**Goal:** Copy nothing but the text: repeat each entry exactly and drop the images.

################

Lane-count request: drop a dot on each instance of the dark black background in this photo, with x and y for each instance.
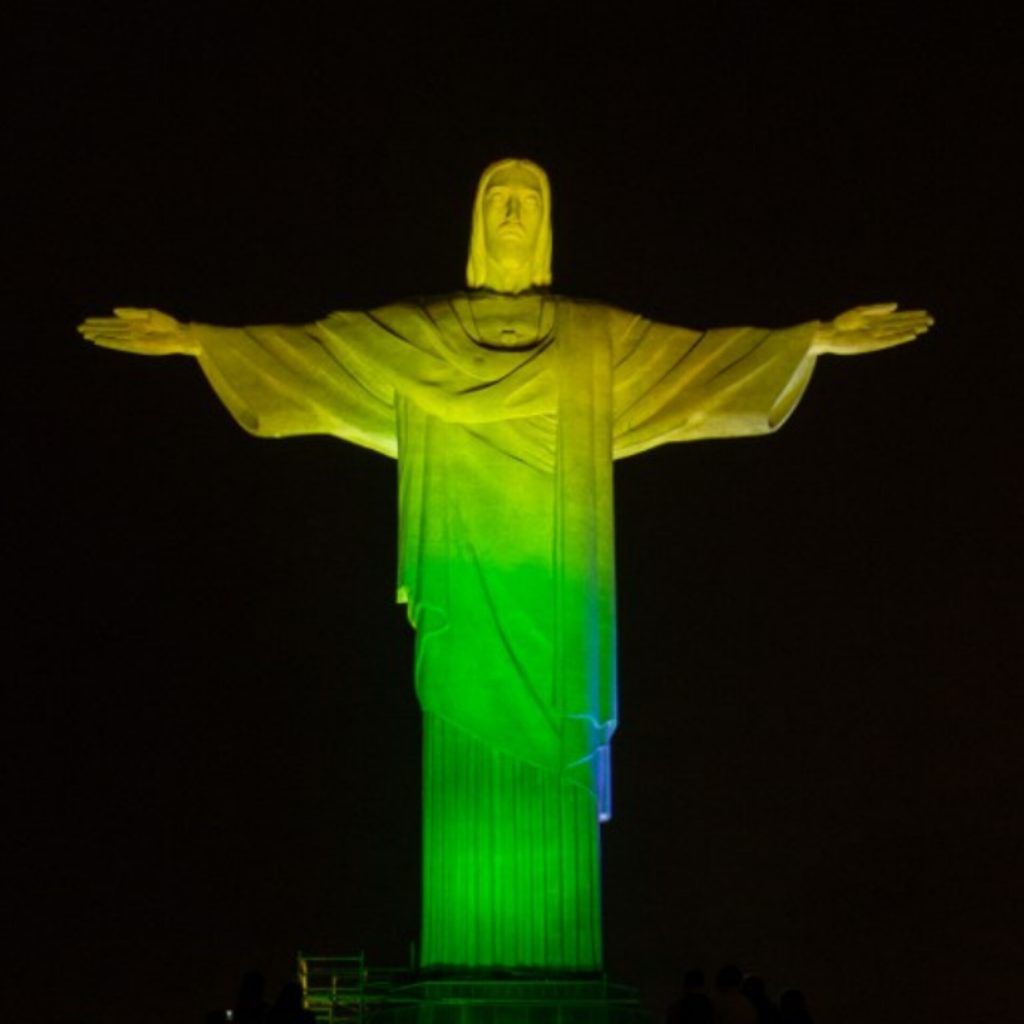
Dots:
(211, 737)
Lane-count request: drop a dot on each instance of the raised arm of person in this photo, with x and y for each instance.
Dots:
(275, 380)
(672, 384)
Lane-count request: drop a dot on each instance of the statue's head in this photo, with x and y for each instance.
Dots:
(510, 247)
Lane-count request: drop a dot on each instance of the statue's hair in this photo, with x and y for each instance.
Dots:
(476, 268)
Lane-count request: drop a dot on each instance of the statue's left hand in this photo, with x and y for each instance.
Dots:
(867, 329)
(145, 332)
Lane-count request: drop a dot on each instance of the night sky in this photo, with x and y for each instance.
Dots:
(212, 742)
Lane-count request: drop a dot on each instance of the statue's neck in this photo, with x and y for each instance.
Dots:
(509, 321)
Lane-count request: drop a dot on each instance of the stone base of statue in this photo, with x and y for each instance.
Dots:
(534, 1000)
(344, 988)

################

**Complete answer:**
Lane-count request: drop a dot on each instance of the dark black background in this photo, with x and y for each instance.
Dots:
(211, 737)
Lane-count request: drop a dot on each instance of the raised arm of person in this photo, with x and y for each instance.
Dots:
(275, 380)
(672, 384)
Lane-count request: drop a dot on each instance of the statue's head in this photo, with x and y for each instance.
Dots:
(510, 247)
Lane-count request: drop a dot on each instance of the statue's hair in this photo, with x and y for each instance.
Dots:
(476, 268)
Lane-count request: drop a dot on each instance of the statue's left hand in this photo, with x and y for each instance.
Dots:
(867, 329)
(145, 332)
Lane-count request: drop a dot on each instance of the night sky in this photo, with x and y for each instance.
Dots:
(212, 742)
Lane-count request: drop a dot on each instance of the statue's neck in this photo, with x and y for each instance.
Dots:
(509, 321)
Lane-count request: drop a dot on each instance of the stone base of statue in this photo, with x and y for each instance.
Dots:
(534, 1000)
(344, 988)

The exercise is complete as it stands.